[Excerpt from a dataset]
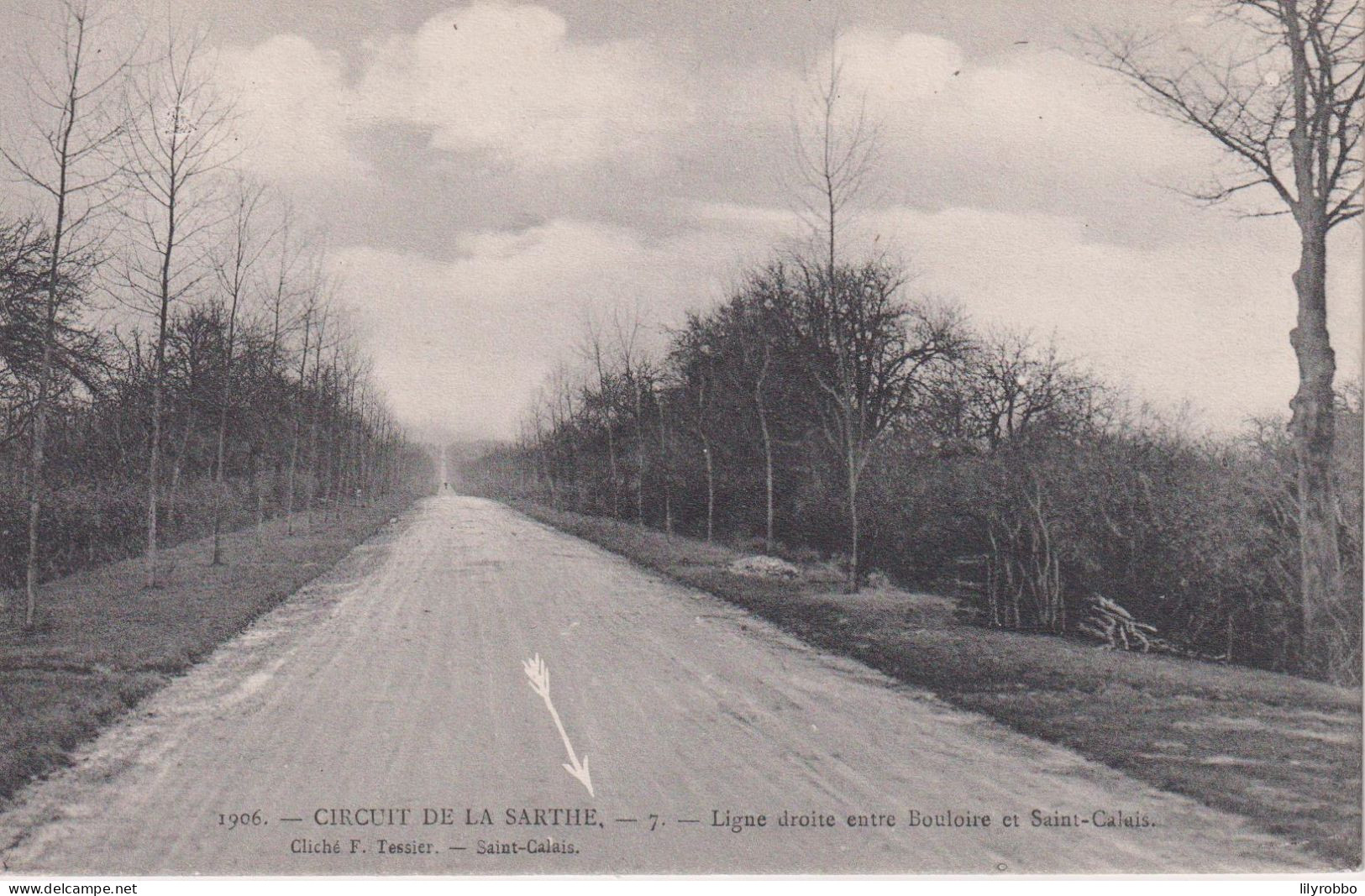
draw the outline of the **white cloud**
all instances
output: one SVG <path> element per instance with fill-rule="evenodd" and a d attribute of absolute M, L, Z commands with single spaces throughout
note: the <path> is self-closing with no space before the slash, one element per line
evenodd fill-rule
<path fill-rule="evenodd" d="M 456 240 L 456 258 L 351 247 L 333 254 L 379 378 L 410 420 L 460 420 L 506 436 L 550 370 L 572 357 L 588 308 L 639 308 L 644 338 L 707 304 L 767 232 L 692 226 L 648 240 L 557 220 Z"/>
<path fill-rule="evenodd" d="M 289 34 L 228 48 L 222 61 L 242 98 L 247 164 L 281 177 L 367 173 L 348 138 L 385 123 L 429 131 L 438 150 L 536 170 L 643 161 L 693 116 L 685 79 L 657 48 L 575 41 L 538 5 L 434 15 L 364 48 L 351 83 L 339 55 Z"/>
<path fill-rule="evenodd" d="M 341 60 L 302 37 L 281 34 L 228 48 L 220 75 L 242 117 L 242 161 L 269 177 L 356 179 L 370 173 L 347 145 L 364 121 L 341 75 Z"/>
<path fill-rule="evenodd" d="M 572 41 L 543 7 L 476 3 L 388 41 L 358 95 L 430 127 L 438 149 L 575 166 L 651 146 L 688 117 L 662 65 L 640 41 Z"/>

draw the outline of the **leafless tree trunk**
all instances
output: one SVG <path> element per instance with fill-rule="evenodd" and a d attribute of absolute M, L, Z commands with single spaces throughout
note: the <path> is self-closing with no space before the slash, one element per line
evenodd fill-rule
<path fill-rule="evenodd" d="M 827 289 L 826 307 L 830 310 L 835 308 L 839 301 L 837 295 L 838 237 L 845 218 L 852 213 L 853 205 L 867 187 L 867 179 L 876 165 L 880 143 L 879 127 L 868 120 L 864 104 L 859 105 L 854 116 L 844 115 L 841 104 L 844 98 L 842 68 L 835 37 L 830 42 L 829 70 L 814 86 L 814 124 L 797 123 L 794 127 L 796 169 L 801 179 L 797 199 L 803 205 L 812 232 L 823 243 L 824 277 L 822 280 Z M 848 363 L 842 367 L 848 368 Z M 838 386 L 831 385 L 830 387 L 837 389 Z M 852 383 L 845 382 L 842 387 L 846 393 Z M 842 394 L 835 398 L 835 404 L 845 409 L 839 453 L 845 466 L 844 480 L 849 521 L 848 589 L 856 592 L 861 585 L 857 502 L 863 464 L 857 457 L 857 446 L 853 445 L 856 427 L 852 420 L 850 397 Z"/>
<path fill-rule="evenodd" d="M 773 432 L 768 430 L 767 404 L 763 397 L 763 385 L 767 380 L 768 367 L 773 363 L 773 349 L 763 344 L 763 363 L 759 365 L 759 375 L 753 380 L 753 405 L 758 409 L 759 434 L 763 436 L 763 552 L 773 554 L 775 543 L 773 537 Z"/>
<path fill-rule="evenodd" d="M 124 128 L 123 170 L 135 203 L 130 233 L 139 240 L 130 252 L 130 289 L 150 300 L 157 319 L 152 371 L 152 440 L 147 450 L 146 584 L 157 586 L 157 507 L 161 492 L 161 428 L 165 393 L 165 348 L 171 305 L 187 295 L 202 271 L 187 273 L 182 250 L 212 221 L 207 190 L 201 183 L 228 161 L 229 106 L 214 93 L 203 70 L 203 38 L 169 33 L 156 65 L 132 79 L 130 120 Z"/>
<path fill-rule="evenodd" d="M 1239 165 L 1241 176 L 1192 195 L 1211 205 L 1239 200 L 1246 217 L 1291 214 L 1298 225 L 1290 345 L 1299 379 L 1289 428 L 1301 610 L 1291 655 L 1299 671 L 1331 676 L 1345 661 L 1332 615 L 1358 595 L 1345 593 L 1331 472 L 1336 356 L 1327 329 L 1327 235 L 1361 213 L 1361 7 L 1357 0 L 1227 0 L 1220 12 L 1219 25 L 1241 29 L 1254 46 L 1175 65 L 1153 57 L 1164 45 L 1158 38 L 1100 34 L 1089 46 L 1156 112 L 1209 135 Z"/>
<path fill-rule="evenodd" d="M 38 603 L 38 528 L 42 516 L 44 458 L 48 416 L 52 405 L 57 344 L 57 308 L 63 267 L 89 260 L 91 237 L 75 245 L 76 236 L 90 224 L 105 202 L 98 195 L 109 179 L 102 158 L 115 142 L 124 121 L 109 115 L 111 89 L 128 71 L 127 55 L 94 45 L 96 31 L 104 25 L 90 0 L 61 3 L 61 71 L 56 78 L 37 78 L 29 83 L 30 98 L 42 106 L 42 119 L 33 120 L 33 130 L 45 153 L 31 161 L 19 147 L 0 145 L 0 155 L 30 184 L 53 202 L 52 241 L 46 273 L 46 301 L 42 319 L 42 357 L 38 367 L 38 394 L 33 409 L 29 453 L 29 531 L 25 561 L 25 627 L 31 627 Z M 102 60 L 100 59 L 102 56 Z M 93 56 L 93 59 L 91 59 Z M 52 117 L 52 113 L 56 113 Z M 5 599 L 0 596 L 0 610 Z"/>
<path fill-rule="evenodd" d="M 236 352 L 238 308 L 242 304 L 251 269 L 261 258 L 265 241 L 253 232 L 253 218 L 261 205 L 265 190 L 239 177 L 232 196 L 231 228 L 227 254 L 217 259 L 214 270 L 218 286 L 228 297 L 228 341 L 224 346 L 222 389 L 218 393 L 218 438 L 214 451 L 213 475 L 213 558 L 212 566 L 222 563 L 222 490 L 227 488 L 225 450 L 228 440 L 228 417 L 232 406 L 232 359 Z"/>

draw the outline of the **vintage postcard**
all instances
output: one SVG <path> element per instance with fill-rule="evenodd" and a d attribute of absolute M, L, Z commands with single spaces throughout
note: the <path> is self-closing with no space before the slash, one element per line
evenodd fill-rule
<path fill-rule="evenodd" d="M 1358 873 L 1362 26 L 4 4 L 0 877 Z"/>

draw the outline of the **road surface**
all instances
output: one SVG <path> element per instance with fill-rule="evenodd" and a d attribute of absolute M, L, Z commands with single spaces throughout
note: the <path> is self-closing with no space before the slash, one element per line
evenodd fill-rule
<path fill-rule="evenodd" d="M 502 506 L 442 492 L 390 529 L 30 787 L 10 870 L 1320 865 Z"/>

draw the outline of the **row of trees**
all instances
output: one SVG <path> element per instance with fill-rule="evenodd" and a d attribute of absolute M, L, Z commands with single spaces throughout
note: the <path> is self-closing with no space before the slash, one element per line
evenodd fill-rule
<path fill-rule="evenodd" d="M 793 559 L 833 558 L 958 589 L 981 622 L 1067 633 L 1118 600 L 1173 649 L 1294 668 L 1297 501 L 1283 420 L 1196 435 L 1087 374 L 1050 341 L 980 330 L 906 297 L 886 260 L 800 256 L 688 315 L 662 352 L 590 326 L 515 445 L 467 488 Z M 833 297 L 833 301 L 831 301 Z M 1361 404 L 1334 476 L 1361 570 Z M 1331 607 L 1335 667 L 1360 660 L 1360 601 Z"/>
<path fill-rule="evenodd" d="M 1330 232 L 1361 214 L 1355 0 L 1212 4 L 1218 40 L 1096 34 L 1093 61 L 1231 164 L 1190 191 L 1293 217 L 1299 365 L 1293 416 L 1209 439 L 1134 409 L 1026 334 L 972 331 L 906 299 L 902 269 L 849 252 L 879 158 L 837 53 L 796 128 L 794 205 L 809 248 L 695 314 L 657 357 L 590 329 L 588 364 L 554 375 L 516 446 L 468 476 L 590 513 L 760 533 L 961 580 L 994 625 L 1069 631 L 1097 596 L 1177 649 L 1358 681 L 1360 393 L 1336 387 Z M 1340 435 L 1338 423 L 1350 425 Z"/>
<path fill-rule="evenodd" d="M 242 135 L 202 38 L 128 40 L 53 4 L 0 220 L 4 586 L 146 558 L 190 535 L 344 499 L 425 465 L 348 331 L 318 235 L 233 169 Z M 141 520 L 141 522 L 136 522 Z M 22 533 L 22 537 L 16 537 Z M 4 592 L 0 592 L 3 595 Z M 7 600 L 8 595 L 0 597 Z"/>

» Stated goal
Repeat the lines of the records verbatim, starting at the beginning of the records and ending with the line that contains "289 34 L 228", both included. Omit the pictures from your answer.

» Written reply
draw the outline of the **white cloud**
all instances
output: one SVG <path> element per instance with fill-rule="evenodd" and a d attribute of absolute M, L, Z commands with single spaces throughout
note: the <path> is self-closing with no space before the slash, one element per line
evenodd fill-rule
<path fill-rule="evenodd" d="M 456 240 L 456 258 L 351 247 L 333 254 L 379 378 L 410 420 L 460 420 L 506 436 L 550 370 L 572 357 L 588 308 L 639 308 L 644 338 L 707 304 L 767 232 L 692 226 L 648 240 L 557 220 Z"/>
<path fill-rule="evenodd" d="M 289 34 L 228 48 L 222 61 L 242 98 L 247 164 L 281 177 L 367 173 L 348 138 L 385 123 L 429 131 L 438 150 L 536 170 L 643 161 L 693 116 L 685 79 L 657 48 L 575 41 L 538 5 L 434 15 L 364 48 L 351 83 L 339 55 Z"/>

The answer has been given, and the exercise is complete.